> Article
But what they really wanted was to make a movie.
It took the Watumulls five years to find the right screenwriter, nearly two years to get the script written, another year for filming and post production and, finally, two years to secure distribution.
The Watumulls snagged headliners Dave Annable, Katharine McPhee, Mena Suvari, Rob Schneider, Ken Davitian and Hawaii’s Tia Carrere, but they take more pride in having employed 90 percent of the production with local actors and crew when they shot it in 2009. Even the music is almost entirely from Hawaii artists.
But getting it to theaters was a struggle.
“It was a long, hard road and very difficult,” Rann Watumull said.
ALTHOUGH the finished movie tested well with audiences, distributors said its lead stars — McPhee and Annable — were better suited for TV. At the time, McPhee, who is now on the hit NBC show “Smash,” was known primarily as a runner-up on “American Idol.” Annable was starring on the ABC TV’s “Brothers & Sisters.”
“The studios loved it and had great things to say, but they have a formula for romantic comedies and that is to pair the biggest male and the biggest female star,” Gina Watumull said. “They don’t think outside the box. They like to put people in categories.”
The Watumulls refused to give up, but even after hiring an experienced third party to shop the film around, they got the same answer. Rann Watumull said it was like hitting an invisible ceiling.
“We had a lot of bumps on our heads,” he said.
They solved that by forming their own distribution company, a move that landed the film in Hawaii theaters beginning Friday, with wider release Sept. 21, in Washington, D.C., Miami, Detroit, Chicago, Dallas, Phoenix, San Diego, Los Angeles and Seattle. This fall, the film will be screened internationally in 20 countries.

> Given data
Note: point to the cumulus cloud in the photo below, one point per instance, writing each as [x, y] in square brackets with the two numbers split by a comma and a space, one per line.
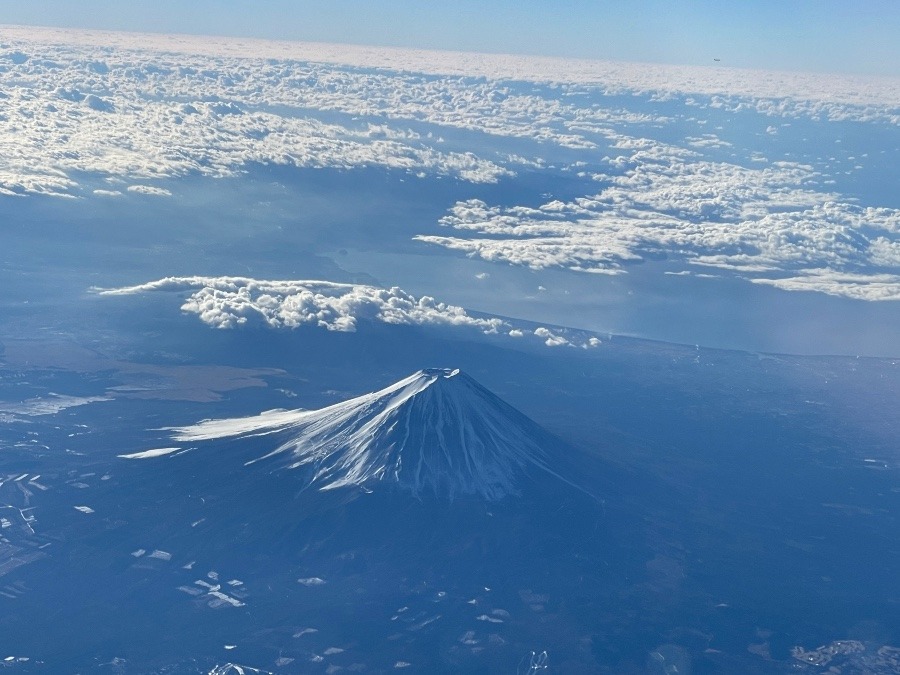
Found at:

> Short exercise
Answer these questions from the article about the Watumulls' movie:
1. How long did it take the Watumulls to find the right screenwriter?
2. What share of the production went to local actors and crew?
3. On what date does the wider release begin?
Rely solely on the text about the Watumulls' movie; consult no other source.

> Result
1. Five years
2. 90 percent
3. Sept. 21